#### TEXT EXCERPT ####
- Abbreviation: WDI
- Formation: 2003
- Location: Albany, New York;
- Website: www.wdiny.org

= Workforce Development Institute =

Workforce Development Institute (WDI) is headquartered in Albany, New York, and has 10 regional offices throughout New York State (Capital Region, Central New York, Hudson Valley, Long Island, Lower Hudson Valley, Mohawk Valley, New York City, North Country, Rochester/Genesee Valley, and Western New York).

==About==
WDI is a statewide non-profit that works to grow and keep good jobs in New York State. WDI uses a range of tools - including ground level information, workforce expertise, and funding - to facilitate projects that build skills and strengthen employer's ability to hire and promote workers. WDI's work often fills gaps not covered by other organizations.

==History==
WDI began in 2003 as a partner to the New York State AFL–CIO and Area Labor Federations to provide workforce training and education services to regional and local unions. Its role has since evolved and is now focused more broadly on the growth and retention of good jobs in NYS through a variety of mechanisms including partnerships and collaborations with businesses, unions, other non-profits, educational institutions, and government.

==Services==

=== Workforce Development ===
WDI works regionally to identify targeted strategies that address workforce development opportunities and challenges. These strategies can include partnerships, training and/or funding.
- Regional Solutions: WDI's strength is its ability to identify trends, quickly fill gaps not covered by other programs, and then move successful programs throughout the state.
####
▶ **EXERCISE REQUIREMENTS**: Update the Workforce Development Institute text from the words "- Abbreviation: WDI" through the words "by other organizations.", replacing "regional offices" with "regional branches". Give that whole stretch with the change made. The records that come next are drawn from a separate source.
#### LISTED ENTRIES ####
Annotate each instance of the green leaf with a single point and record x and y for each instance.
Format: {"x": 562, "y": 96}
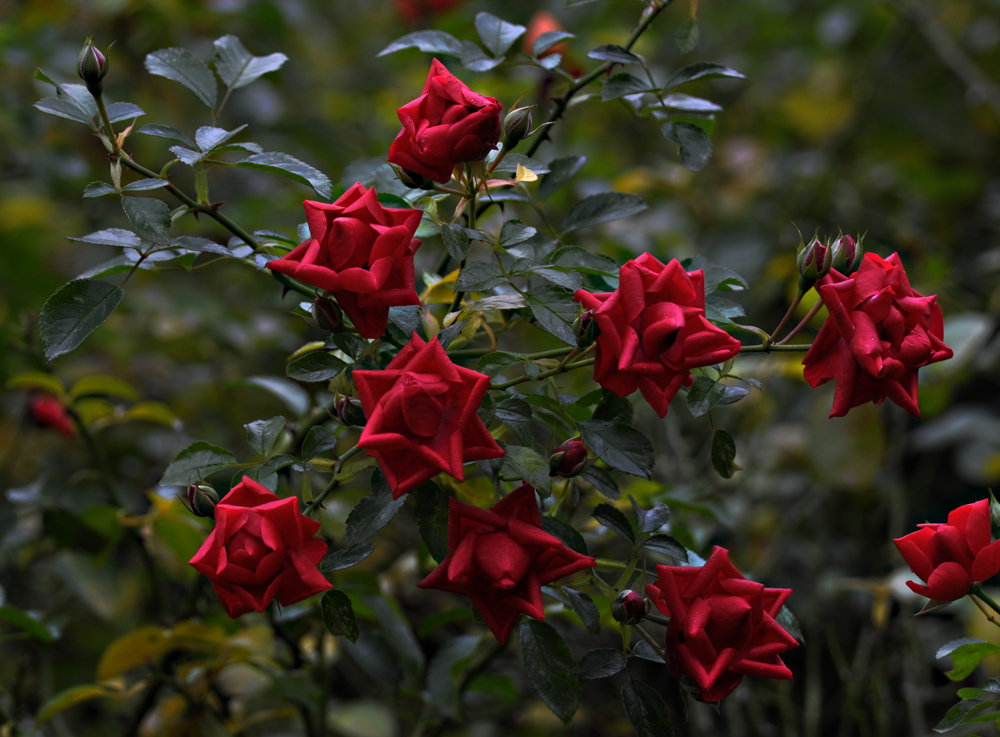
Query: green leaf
{"x": 620, "y": 446}
{"x": 549, "y": 667}
{"x": 315, "y": 366}
{"x": 560, "y": 172}
{"x": 496, "y": 34}
{"x": 687, "y": 36}
{"x": 704, "y": 394}
{"x": 74, "y": 312}
{"x": 196, "y": 462}
{"x": 614, "y": 53}
{"x": 601, "y": 208}
{"x": 699, "y": 70}
{"x": 291, "y": 168}
{"x": 600, "y": 663}
{"x": 338, "y": 615}
{"x": 965, "y": 655}
{"x": 614, "y": 520}
{"x": 182, "y": 66}
{"x": 262, "y": 434}
{"x": 456, "y": 240}
{"x": 479, "y": 276}
{"x": 237, "y": 67}
{"x": 373, "y": 512}
{"x": 150, "y": 217}
{"x": 646, "y": 710}
{"x": 430, "y": 42}
{"x": 724, "y": 454}
{"x": 696, "y": 146}
{"x": 529, "y": 465}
####
▶ **WRITTEN SOLUTION**:
- Abbreviation: WDI
- Formation: 2003
- Location: Albany, New York;
- Website: www.wdiny.org

= Workforce Development Institute =

Workforce Development Institute (WDI) is headquartered in Albany, New York, and has 10 regional branches throughout New York State (Capital Region, Central New York, Hudson Valley, Long Island, Lower Hudson Valley, Mohawk Valley, New York City, North Country, Rochester/Genesee Valley, and Western New York).

==About==
WDI is a statewide non-profit that works to grow and keep good jobs in New York State. WDI uses a range of tools - including ground level information, workforce expertise, and funding - to facilitate projects that build skills and strengthen employer's ability to hire and promote workers. WDI's work often fills gaps not covered by other organizations.